■ **O QUE FAZER**
As afirmações abaixo estão de acordo com o trecho para ler? Para cada uma, responda sim ou não e cite as palavras do trecho que decidem a resposta. (a) «Iamdudum» trata dos excessos e crimes cometidos em Portugal contra a Igreja e é de Pio X em 1911. (b) «Mit brennender Sorge» é de Pio XII. (c) «Datis nuperrime» trata da perseguição em França.

■ **TRECHO PARA LER**
A mudança aprecia-se logo nos
títulos. Por exemplo:
«Quam Aerumnosa» (quão miserável,
Leão XII em 1888); «Gravissimas» (gravíssimas, Leão XIII em 1901); «Acerbo nimis»
(intensamente amargo, Pio X em 1905); «Vehementer Nos» (com todo o vigor, Pio X
em 1906); «Gravissimo officii munere» (grave dever da nossa missão, sobre a
perseguição em França, Pio X em 1906); «Une Fois Encore» (novamente acerca da
perseguição em França, Pio X em 1907); «Iamdudum» (acerca dos excessos e crimes
cometidos em Portugal contra a Igreja, Pio X em 1911); «Lacrimabili statu» (numa
situação que faz chorar, Pio X em 1912); «Iniquis afflictisque» (situação aflitiva
de iniquidade), Pio XI em 1926); «Acerba animi» (com a alma amargurada, Pio XI
1932), «Mit brennender Sorge» (com uma inquietação ardente, Pio XI em 1937); «Ingravescentibus
malis» (os males que pioram de dia para dia, Pio XI em 1937); «In multiplicibus
curis» (entre as múltiplas preocupações, Pio XII em 1948); «Ingruentium malorum»
(perante os males que se levantam, Pio XII em 1951); «Luctuosissimi eventus» (acontecimento
tremendamente mortífero, Pio XII, em 1956); «Datis nuperrime» (recentíssima carta,
acerca da perseguição na Hungria, Pio XII em 1956).

■ **INFORMAÇÕES FORNECIDAS**
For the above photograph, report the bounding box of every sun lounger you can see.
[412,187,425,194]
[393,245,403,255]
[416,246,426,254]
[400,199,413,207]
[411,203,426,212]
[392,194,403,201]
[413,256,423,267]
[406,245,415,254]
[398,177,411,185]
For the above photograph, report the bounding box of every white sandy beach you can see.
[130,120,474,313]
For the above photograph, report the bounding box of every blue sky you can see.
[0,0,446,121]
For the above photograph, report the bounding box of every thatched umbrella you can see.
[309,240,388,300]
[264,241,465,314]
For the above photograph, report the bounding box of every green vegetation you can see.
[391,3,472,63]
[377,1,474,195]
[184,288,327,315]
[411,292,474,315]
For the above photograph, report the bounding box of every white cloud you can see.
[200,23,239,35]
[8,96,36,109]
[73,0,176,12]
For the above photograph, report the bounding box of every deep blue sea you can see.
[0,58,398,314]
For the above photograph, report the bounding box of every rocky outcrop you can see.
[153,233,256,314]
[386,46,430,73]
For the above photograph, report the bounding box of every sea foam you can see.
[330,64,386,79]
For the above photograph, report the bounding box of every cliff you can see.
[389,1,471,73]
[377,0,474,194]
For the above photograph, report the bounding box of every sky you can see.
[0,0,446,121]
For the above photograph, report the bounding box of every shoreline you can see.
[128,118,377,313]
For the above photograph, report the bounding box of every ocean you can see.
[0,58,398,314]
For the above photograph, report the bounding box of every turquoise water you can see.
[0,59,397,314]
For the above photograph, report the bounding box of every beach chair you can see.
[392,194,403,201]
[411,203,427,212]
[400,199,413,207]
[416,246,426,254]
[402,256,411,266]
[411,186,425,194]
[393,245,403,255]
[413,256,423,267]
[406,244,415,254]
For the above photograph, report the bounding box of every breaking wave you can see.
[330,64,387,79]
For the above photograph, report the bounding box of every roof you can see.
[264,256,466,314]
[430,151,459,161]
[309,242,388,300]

■ **PROBLEMA RESOLVIDO**
(a) Sim: «Iamdudum» (acerca dos excessos e crimes cometidos em Portugal contra a Igreja, Pio X em 1911)
(b) Não: «Mit brennender Sorge» (com uma inquietação ardente, Pio XI em 1937)
(c) Não: «Datis nuperrime» (recentíssima carta, acerca da perseguição na Hungria, Pio XII em 1956)